= Stated exercise =
Output each entry verbatim and exclude every picture from it.

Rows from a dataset
[START]

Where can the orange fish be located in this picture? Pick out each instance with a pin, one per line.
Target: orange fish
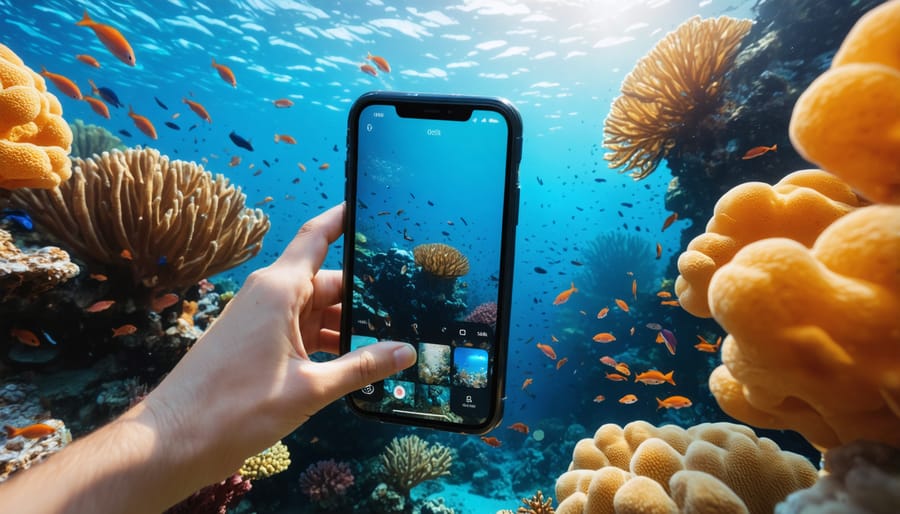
(284, 138)
(673, 402)
(97, 106)
(491, 441)
(63, 83)
(604, 337)
(547, 349)
(142, 123)
(756, 151)
(114, 41)
(25, 337)
(102, 305)
(198, 109)
(225, 72)
(35, 431)
(563, 297)
(381, 62)
(654, 377)
(87, 59)
(368, 68)
(124, 330)
(671, 219)
(519, 427)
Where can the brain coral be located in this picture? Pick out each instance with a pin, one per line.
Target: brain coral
(34, 139)
(643, 468)
(861, 95)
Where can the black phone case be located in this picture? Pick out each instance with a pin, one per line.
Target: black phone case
(438, 106)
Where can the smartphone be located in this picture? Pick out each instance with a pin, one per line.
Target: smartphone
(432, 205)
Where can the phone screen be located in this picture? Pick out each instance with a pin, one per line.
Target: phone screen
(429, 253)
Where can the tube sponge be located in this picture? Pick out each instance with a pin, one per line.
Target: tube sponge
(798, 207)
(34, 139)
(860, 94)
(825, 361)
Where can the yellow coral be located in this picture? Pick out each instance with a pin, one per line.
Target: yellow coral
(798, 207)
(34, 139)
(826, 360)
(860, 95)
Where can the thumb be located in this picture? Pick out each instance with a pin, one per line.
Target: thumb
(364, 366)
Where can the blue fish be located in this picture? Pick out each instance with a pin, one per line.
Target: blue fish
(19, 217)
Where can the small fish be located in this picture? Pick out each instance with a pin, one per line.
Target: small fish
(673, 402)
(671, 219)
(628, 399)
(563, 297)
(604, 337)
(99, 306)
(239, 141)
(225, 72)
(284, 138)
(756, 151)
(114, 41)
(35, 431)
(89, 60)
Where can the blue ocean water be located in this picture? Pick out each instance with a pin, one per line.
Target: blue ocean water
(561, 63)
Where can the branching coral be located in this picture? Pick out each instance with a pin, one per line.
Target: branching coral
(34, 139)
(861, 95)
(168, 223)
(642, 468)
(409, 461)
(441, 260)
(798, 207)
(670, 89)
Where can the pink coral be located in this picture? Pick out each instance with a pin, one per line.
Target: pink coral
(326, 482)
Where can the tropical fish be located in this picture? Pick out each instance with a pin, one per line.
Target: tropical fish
(142, 123)
(63, 83)
(654, 377)
(604, 337)
(225, 72)
(756, 151)
(87, 59)
(34, 431)
(673, 402)
(563, 297)
(114, 41)
(239, 141)
(198, 109)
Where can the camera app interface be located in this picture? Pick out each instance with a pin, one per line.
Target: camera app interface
(426, 264)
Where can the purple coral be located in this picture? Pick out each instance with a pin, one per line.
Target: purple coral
(485, 313)
(326, 482)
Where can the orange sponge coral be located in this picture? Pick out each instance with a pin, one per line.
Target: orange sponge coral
(34, 139)
(798, 207)
(860, 95)
(814, 341)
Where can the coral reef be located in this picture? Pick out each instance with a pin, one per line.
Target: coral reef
(34, 139)
(860, 94)
(28, 274)
(167, 223)
(271, 461)
(798, 207)
(642, 468)
(90, 140)
(669, 91)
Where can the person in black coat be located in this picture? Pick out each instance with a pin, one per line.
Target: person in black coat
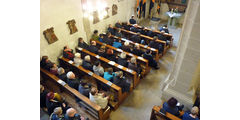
(93, 48)
(68, 53)
(87, 63)
(82, 44)
(137, 51)
(110, 56)
(110, 29)
(46, 63)
(120, 81)
(136, 38)
(107, 39)
(148, 55)
(72, 81)
(126, 47)
(61, 74)
(122, 60)
(132, 20)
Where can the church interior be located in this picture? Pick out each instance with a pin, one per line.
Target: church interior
(120, 59)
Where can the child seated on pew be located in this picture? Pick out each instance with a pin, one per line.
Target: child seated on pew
(99, 98)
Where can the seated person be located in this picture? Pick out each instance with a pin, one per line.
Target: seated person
(84, 88)
(61, 74)
(109, 74)
(137, 51)
(126, 47)
(110, 56)
(54, 69)
(154, 44)
(136, 38)
(110, 29)
(118, 24)
(144, 31)
(98, 69)
(71, 114)
(43, 94)
(117, 43)
(46, 63)
(52, 103)
(132, 21)
(68, 53)
(93, 47)
(95, 35)
(107, 39)
(165, 28)
(101, 36)
(126, 25)
(193, 115)
(57, 114)
(72, 81)
(77, 59)
(148, 55)
(118, 33)
(102, 51)
(82, 44)
(87, 63)
(120, 81)
(122, 60)
(133, 65)
(170, 106)
(99, 98)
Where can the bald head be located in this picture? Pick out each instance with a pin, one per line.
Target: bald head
(71, 112)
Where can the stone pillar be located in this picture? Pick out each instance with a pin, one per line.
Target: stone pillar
(182, 80)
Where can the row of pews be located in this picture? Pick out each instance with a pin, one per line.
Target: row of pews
(117, 96)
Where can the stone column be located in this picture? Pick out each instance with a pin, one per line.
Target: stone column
(182, 80)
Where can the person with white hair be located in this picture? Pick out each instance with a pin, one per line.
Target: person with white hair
(192, 115)
(71, 114)
(61, 74)
(87, 63)
(77, 59)
(122, 59)
(126, 47)
(57, 114)
(93, 48)
(72, 81)
(132, 20)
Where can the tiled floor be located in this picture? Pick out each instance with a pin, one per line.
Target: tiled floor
(139, 103)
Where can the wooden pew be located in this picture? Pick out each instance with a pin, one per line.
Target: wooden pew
(113, 88)
(139, 59)
(142, 47)
(146, 38)
(55, 84)
(170, 36)
(132, 74)
(157, 114)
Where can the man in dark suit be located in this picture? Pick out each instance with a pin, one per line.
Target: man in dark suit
(132, 21)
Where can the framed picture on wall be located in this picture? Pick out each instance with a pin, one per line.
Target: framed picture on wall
(50, 35)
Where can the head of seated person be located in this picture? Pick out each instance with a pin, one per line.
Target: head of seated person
(71, 75)
(57, 114)
(54, 69)
(71, 114)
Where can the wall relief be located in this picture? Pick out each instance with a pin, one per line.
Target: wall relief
(72, 26)
(50, 35)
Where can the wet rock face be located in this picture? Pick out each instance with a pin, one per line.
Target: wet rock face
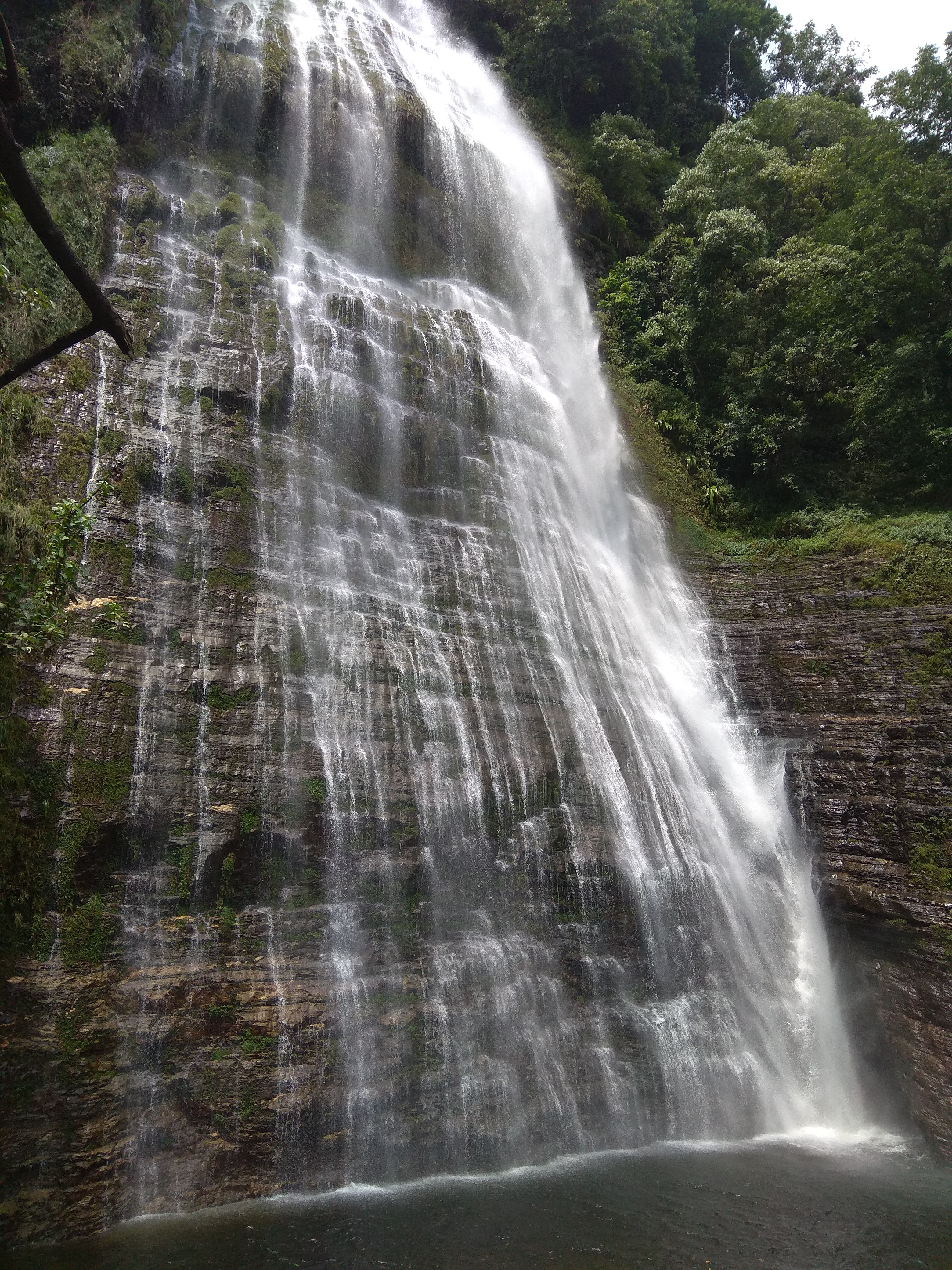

[END]

= Written answer =
Where can the orange fish be located in this picture? Pick out each instance with a pin, one per line.
Target: orange fish
(284, 138)
(673, 402)
(97, 106)
(491, 441)
(63, 83)
(604, 337)
(547, 349)
(142, 123)
(756, 151)
(114, 41)
(25, 337)
(102, 305)
(198, 109)
(225, 72)
(35, 431)
(563, 297)
(381, 62)
(654, 377)
(87, 59)
(368, 68)
(124, 330)
(671, 219)
(519, 427)
Where can the brain coral be located in this picture? Pick out each instance with a pin, one per line.
Target: brain coral
(34, 139)
(643, 468)
(861, 95)
Where can the black phone case be located in this picture? Pick out each instance with a pin, one per line.
Target: black phone case
(438, 106)
Where can the smartphone be located in this picture? Pick out each instance with a pin, one per line.
Target: smartphone
(432, 205)
Where can the phone screen be located in this picture? Pick out each instance with a pin, one per line.
Target: phone screen
(429, 253)
Where can the tube sponge be located in this picture? Pick out each instance with a pin, one per line.
Target: tube sponge
(798, 207)
(34, 139)
(860, 94)
(825, 361)
Where can the yellow coral be located in this picture? Pick out each instance with a pin, one per line.
Target: yellow coral
(798, 207)
(34, 139)
(826, 360)
(860, 95)
Where can the thumb be located in this picture? Pick out each instance with a pin, one per line.
Target: thumb
(364, 366)
Where can the blue fish be located in this picture? Pick out each instance with a pin, one per line.
Target: blue fish
(19, 217)
Where can the small fish be located in this picture? Pick out each instance with a pin, one per line.
Target: small fish
(673, 402)
(671, 219)
(628, 399)
(563, 297)
(604, 337)
(99, 306)
(239, 141)
(225, 72)
(284, 138)
(756, 151)
(114, 41)
(35, 431)
(89, 60)
Where can the blue ocean water be located in this picture? Pick out each instance with a pin, one per line.
Target: blue ocean water
(561, 63)
Where can the branching coral be located in this picture? Pick out each instance with a pin, one per line.
Target: branching coral
(34, 139)
(861, 95)
(168, 223)
(642, 468)
(409, 461)
(441, 260)
(798, 207)
(670, 89)
Where can the pink coral be located in this picture? Pick out each instance with a pin, one per line.
Target: pink coral
(326, 482)
Where can the tropical fish be located in this picture? Pick out each instance with a pin, one per line.
Target: tropical fish
(142, 123)
(63, 83)
(654, 377)
(604, 337)
(225, 72)
(756, 151)
(87, 59)
(34, 431)
(673, 402)
(563, 297)
(114, 41)
(239, 141)
(198, 109)
Where can the camera app interface be located in this picture? Pick out each instance with a pin, one per line.
Target: camera app interface
(426, 264)
Where can the purple coral be located in this picture? Pick out each instance with a pin, one per line.
Target: purple coral
(485, 313)
(326, 482)
Where can the orange sponge coral be located in this picture? Pick out each instance with a pin, one per line.
Target: orange sponge coral
(34, 139)
(798, 207)
(860, 95)
(814, 341)
Where can the coral reef be located in this picture? Pick out each instance with a pin, one per line.
Target: coral reef
(34, 139)
(860, 94)
(28, 274)
(167, 223)
(271, 461)
(798, 207)
(642, 468)
(90, 140)
(669, 91)
Where can the person in black coat be located in this picture? Pick out each instance with a pin, one per line.
Target: person in black coat
(93, 48)
(68, 53)
(87, 63)
(82, 44)
(137, 51)
(110, 56)
(110, 29)
(46, 63)
(120, 81)
(136, 38)
(107, 39)
(148, 55)
(72, 81)
(126, 47)
(61, 74)
(122, 60)
(132, 20)
Where can the church interior be located in this picture? Pick out each instance with a pin, one per line.
Target: church interior
(120, 59)
Where can the child seated on pew be located in this picture? Pick out each instance with a pin, one per line.
Target: child seated on pew
(99, 98)
Where can the seated person be located in this picture? Pick out each instance with a pin, one per line.
Target: seated person
(84, 88)
(61, 74)
(109, 74)
(137, 51)
(126, 47)
(110, 56)
(54, 69)
(154, 44)
(136, 38)
(110, 29)
(118, 24)
(144, 31)
(98, 69)
(71, 114)
(43, 94)
(117, 43)
(46, 63)
(52, 103)
(132, 21)
(68, 53)
(93, 47)
(95, 35)
(107, 39)
(165, 28)
(101, 36)
(126, 25)
(193, 115)
(57, 114)
(72, 81)
(77, 59)
(148, 55)
(118, 33)
(102, 51)
(82, 44)
(87, 63)
(120, 81)
(122, 60)
(133, 65)
(170, 106)
(99, 98)
Where can the bald head be located in this picture? Pick out each instance with a pin, one per line.
Target: bald head
(71, 112)
Where can the stone pillar be located in this picture? Pick out each instance with a pin, one per line.
Target: stone pillar
(182, 80)
Where can the row of pews be located in this picture? Pick out each instance with a pin, one per line.
Target: row of pews
(117, 96)
Where can the stone column be located in this picture? Pick out each instance with a pin, one per line.
Target: stone column
(182, 80)
Where can the person with white hair be located in this picture? Pick out each instance with a pin, one per line.
Target: person with white hair
(192, 115)
(71, 114)
(61, 74)
(87, 63)
(77, 59)
(122, 59)
(126, 47)
(57, 114)
(93, 48)
(72, 81)
(132, 20)
Where can the tiled floor be located in this picture? Pick out each instance with a pin, one per line.
Target: tiled floor
(139, 103)
Where can the wooden pew be located in this picture? Pick out each instance with a pin, one per line.
Target: wooden pew
(113, 88)
(139, 59)
(142, 47)
(146, 38)
(55, 84)
(170, 36)
(132, 74)
(157, 114)
Where can the man in dark suit be located in this picture? Pick out each instance with a pin, one per line.
Target: man in dark suit
(132, 21)
Where can the framed picture on wall be located in this picture? Pick out each instance with a pin, one per line.
Target: framed picture on wall
(50, 35)
Where can the head of seated person be located in this picture? Pick out each instance with a pin, one per line.
Target: head of seated person
(71, 75)
(57, 114)
(54, 69)
(71, 114)
Where can the wall relief be located in this picture? Pick out each instance with a pin, one per line.
Target: wall relief
(72, 26)
(50, 35)
Where can the wet rock face be located in this picture? Pick out each instance with a pin, one per line.
Target: wet rock face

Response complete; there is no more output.